(The task) Rewrite the rows from the line containing "Target: metal railing" through the end of the rows, changing "metal" to "steel" and leaving everything else as it is.

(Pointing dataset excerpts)
•••

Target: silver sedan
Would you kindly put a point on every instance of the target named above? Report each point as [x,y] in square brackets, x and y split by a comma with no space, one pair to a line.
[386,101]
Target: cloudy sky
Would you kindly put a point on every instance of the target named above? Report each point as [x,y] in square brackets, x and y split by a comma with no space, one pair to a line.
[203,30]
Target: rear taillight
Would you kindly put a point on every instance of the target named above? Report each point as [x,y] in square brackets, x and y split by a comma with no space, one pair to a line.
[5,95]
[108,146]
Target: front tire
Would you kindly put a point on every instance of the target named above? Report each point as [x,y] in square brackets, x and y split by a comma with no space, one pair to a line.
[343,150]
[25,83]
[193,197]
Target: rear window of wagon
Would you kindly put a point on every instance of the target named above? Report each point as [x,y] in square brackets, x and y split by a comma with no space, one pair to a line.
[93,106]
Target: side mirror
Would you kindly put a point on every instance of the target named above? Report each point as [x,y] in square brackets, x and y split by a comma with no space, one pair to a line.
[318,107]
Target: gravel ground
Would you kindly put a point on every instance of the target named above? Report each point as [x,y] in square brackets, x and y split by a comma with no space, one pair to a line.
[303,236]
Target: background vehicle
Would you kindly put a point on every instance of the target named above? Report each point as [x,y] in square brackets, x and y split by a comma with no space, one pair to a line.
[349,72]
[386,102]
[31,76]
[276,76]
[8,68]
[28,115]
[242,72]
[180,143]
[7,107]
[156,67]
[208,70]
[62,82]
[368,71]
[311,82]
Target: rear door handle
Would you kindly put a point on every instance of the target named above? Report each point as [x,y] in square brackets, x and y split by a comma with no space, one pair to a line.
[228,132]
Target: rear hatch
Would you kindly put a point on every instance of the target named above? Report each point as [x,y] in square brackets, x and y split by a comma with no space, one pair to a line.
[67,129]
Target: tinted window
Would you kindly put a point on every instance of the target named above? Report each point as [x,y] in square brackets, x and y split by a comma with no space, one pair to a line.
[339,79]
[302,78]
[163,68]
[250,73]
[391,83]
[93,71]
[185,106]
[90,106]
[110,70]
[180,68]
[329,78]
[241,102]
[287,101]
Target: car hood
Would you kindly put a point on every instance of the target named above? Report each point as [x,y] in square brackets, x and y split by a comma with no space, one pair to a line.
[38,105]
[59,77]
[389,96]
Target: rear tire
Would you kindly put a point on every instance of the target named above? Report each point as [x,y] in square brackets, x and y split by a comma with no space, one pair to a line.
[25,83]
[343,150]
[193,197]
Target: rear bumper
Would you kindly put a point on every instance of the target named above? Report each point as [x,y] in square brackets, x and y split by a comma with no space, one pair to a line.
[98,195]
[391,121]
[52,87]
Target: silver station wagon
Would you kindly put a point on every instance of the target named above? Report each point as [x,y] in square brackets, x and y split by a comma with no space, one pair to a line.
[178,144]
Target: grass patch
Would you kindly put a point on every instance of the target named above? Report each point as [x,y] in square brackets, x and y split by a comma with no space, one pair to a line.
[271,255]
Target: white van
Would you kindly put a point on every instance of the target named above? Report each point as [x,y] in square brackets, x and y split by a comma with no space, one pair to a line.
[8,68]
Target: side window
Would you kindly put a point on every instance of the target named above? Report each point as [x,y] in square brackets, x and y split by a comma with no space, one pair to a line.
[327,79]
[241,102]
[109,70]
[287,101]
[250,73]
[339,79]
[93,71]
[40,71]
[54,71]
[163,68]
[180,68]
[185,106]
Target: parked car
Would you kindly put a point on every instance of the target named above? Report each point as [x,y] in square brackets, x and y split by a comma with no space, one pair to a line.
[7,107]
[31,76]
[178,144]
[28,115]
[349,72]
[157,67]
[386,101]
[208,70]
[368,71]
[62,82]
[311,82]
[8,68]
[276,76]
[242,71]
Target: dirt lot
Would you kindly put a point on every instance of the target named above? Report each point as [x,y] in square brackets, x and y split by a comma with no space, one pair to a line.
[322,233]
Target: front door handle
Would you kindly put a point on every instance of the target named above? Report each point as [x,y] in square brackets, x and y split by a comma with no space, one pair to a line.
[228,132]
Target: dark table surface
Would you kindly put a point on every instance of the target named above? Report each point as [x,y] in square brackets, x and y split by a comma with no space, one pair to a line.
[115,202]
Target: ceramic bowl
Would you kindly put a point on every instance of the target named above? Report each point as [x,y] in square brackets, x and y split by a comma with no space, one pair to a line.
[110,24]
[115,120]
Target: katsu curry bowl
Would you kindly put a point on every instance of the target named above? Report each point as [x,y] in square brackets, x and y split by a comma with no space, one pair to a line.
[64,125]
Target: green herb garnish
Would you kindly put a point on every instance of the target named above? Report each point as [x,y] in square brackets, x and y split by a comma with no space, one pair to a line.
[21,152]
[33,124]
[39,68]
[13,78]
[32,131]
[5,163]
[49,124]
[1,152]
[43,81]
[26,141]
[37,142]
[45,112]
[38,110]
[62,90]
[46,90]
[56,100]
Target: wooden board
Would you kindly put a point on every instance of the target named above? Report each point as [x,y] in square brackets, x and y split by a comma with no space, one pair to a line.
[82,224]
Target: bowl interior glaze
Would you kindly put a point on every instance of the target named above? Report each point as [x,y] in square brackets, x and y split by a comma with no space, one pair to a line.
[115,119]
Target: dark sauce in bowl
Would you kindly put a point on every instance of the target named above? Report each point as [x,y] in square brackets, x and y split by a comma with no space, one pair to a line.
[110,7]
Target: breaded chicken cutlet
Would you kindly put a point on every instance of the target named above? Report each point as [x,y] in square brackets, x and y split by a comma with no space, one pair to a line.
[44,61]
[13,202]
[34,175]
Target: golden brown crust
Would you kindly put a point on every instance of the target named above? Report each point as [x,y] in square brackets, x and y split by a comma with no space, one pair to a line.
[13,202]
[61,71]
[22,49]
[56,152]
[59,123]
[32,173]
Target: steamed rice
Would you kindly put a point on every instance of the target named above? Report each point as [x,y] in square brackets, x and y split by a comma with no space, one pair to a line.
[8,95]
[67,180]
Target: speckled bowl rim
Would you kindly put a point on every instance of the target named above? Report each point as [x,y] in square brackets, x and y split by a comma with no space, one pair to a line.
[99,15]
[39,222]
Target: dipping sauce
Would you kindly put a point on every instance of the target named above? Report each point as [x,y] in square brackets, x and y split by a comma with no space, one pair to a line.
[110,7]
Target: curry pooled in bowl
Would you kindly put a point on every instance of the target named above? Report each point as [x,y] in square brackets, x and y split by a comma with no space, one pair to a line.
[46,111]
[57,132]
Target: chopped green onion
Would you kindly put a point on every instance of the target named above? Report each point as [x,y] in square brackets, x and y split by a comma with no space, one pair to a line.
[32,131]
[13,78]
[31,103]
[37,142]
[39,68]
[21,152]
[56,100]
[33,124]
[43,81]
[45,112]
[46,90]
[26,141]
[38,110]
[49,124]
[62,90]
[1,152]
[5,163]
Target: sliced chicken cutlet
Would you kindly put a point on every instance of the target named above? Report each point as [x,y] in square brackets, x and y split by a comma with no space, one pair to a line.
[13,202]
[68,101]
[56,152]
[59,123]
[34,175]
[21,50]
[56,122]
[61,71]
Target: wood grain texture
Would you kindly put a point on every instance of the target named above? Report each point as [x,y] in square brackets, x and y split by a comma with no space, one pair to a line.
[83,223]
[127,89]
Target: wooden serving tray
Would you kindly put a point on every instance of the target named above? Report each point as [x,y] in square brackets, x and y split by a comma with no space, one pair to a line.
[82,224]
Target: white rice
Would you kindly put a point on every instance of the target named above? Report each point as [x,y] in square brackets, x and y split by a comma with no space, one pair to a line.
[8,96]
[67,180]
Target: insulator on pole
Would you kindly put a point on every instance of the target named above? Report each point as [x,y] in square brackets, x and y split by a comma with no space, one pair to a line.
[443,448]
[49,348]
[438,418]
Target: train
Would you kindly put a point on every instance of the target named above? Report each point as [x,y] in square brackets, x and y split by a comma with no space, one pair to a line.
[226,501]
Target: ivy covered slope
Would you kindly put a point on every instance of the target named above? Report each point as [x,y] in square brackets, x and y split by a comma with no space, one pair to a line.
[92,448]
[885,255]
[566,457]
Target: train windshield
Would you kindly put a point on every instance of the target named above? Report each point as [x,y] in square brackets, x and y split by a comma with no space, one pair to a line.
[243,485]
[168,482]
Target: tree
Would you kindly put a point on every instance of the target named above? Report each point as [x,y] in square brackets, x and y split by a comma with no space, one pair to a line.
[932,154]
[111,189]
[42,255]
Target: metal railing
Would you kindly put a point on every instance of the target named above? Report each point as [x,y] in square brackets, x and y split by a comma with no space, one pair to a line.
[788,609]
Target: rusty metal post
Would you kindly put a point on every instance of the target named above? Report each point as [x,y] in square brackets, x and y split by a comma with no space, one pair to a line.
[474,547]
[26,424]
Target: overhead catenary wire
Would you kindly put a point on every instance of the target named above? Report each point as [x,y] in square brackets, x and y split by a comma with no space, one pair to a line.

•••

(Answer to the problem)
Target: steel railing
Would you kindly put a point on every instance of the target named above? Report each point as [x,y] in square brackets, x and y split by a comma with no space, one pair to a line.
[788,609]
Target: rusty steel post
Would you kindly put a point on every instance of the target named above? Report each point as [x,y] in square brackets, x and y split by a comma with no space, one pair to a line.
[474,547]
[26,424]
Target: overhead catenary wire
Would you kindly put a point on every instance of the target named above? Report each point as [x,y] in square brackets, x and y split by a comma with no space, one pair to a line.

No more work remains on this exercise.